Below you will find a set of lines. Repeat them all exactly.

Records excerpted from a collection
^^^^^^^^^^^^^^^^

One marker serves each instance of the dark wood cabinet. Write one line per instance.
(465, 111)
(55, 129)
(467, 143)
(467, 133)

^^^^^^^^^^^^^^^^

## RESPONSE TO THE EXERCISE:
One marker serves each instance of the dark wood cabinet. Write one line per instance.
(465, 111)
(55, 129)
(467, 143)
(467, 133)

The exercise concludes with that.